CONSIGNE 1 ->
Répondez aux questions suivantes à partir du texte sur la nature de Jésus.
(a) Selon quel évangile Jésus est-il le messie de Dieu ?
(b) Que croyaient tous les premiers chrétiens au sujet de Jésus ?
(c) Vers quelle année Marcion a-t-il fait scandale ?
CONSIGNE 2 -> Reproduisez le passage du texte sur la nature de Jésus qui va des mots « Aussi curieux que » jusqu'aux mots « le fait connaître. » inclus.
CONSIGNE 3 -> Dans la section du texte sur la nature de Jésus intitulée « Aux premiers temps du christianisme », relevez toutes les identités que les différentes communautés attribuaient à Jésus.

Aussi curieux que cela puisse paraître, il a fallu plus de trois cents ans pour que la nature de Jésus soient définie, les évangiles étant restés très vague à ce sujet, leurs auteurs faisant même dire à Jésus : « Qui croyez-vous que je suis ? » Dans Matthieu (16, 13-21) c’est le fils de Dieu ; pour Marc (8, 27-31) c’est le messie (le Christ) et pour Luc (9, 16-21) c’est le messie de Dieu (le Christ de Dieu).
Aux premiers temps du christianisme
Les premiers chrétiens avaient des idées différentes sur la nature de Jésus, mais tous croyaient qu’il était le « sauveur ». Suivant les communautés, il était l’annonceur du Jugement dernier, un prophète, un maître, le messie attendu par les juifs pour libérer le pays des envahisseurs étrangers, un homme adopté par Dieu ou le fils de Dieu, celui qui représente Dieu, qui le fait connaître.
Vers 140, Marcion a fait scandale en présentant Jésus comme un être céleste matérialisé sur terre sous l’apparence d’un homme de trente ans. Deux évangiles ont alors mis en scène la naissance de Jésus car le messie devait être un homme, né à Bethléem descendant du roi David. Mais la suite allait être encore plus surprenante.
Le concile de Nicée contre Arius (325)

EXTRAITS DE LA LISTE ->
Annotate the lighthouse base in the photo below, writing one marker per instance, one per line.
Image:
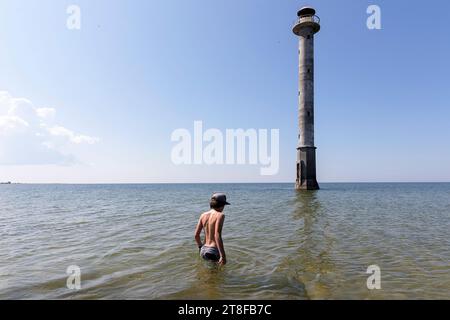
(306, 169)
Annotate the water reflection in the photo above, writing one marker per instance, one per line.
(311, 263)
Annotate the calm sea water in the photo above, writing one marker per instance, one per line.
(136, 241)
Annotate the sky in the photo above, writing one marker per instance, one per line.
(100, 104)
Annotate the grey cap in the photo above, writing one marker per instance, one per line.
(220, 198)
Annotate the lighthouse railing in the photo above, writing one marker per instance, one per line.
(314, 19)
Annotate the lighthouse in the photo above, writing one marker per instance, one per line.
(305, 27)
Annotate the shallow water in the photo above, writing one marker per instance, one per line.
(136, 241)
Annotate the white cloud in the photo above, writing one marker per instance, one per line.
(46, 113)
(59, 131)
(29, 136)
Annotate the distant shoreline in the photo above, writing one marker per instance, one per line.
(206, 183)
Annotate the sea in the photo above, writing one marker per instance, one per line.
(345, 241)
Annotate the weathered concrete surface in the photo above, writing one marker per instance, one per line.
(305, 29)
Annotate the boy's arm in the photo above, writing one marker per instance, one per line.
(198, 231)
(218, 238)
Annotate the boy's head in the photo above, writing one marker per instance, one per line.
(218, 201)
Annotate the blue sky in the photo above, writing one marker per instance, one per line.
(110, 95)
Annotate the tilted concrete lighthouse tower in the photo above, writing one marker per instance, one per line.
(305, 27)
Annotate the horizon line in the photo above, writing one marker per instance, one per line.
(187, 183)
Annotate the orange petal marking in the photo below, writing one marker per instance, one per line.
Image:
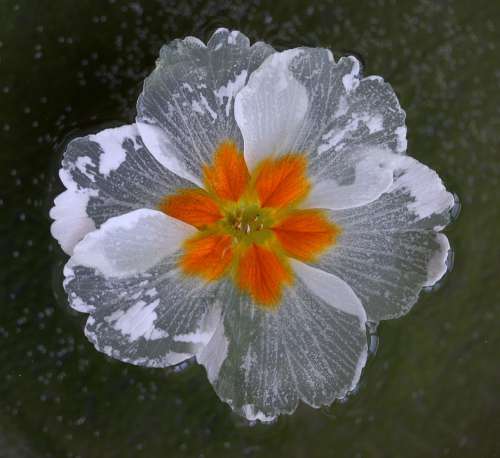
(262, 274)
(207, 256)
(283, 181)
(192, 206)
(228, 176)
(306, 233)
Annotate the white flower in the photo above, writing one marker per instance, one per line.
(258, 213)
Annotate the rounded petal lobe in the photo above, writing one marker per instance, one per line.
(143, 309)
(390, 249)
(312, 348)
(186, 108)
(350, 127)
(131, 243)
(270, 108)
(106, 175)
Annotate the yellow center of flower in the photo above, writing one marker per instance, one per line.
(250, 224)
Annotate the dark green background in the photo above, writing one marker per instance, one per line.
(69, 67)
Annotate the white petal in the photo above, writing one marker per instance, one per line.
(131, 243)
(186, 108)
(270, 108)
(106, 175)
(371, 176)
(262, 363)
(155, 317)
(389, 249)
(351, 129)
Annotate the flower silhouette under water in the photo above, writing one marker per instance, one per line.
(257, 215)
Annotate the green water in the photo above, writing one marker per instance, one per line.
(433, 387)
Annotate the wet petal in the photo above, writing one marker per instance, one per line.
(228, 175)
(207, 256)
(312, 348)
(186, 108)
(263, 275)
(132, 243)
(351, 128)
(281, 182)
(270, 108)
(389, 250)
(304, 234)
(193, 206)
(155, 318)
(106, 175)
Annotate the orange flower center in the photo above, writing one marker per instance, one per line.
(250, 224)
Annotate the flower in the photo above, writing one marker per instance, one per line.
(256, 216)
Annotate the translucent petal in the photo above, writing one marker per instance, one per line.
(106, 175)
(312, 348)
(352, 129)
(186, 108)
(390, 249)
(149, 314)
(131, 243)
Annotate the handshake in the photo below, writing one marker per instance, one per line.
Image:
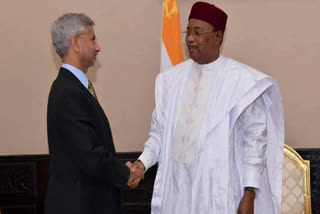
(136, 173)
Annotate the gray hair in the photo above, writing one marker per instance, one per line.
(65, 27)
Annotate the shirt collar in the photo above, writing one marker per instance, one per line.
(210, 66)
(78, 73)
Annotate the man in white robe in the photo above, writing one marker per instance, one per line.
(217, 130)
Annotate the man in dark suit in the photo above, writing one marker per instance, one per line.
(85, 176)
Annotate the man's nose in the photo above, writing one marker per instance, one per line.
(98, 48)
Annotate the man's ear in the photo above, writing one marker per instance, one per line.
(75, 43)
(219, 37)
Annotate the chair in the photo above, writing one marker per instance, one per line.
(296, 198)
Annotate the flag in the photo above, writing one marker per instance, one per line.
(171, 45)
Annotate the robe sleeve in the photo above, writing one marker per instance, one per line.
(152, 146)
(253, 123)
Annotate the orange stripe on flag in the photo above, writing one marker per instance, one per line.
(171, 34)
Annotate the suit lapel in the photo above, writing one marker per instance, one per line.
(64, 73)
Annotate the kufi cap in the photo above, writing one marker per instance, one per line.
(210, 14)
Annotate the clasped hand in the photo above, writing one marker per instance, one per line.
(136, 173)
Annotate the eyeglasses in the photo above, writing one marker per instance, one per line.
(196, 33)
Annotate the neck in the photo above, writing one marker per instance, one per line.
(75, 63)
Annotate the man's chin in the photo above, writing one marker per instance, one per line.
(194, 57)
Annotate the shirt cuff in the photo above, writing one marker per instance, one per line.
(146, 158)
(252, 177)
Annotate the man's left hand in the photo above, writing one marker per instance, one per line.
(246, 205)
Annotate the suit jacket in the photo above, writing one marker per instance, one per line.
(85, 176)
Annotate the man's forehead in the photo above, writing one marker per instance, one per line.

RÉPONSE RÉDIGÉE 1 ->
(a) Selon l'évangile de Luc (9, 16-21).
(b) Ils croyaient tous qu'il était le « sauveur ».
(c) Vers 140.

RÉPONSE RÉDIGÉE 2 ->
Aussi curieux que cela puisse paraître, il a fallu plus de trois cents ans pour que la nature de Jésus soient définie, les évangiles étant restés très vague à ce sujet, leurs auteurs faisant même dire à Jésus : « Qui croyez-vous que je suis ? » Dans Matthieu (16, 13-21) c’est le fils de Dieu ; pour Marc (8, 27-31) c’est le messie (le Christ) et pour Luc (9, 16-21) c’est le messie de Dieu (le Christ de Dieu).
Aux premiers temps du christianisme
Les premiers chrétiens avaient des idées différentes sur la nature de Jésus, mais tous croyaient qu’il était le « sauveur ». Suivant les communautés, il était l’annonceur du Jugement dernier, un prophète, un maître, le messie attendu par les juifs pour libérer le pays des envahisseurs étrangers, un homme adopté par Dieu ou le fils de Dieu, celui qui représente Dieu, qui le fait connaître.

RÉPONSE RÉDIGÉE 3 ->
- l'annonceur du Jugement dernier
- un prophète
- un maître
- le messie attendu par les juifs pour libérer le pays des envahisseurs étrangers
- un homme adopté par Dieu
- le fils de Dieu, celui qui représente Dieu, qui le fait connaître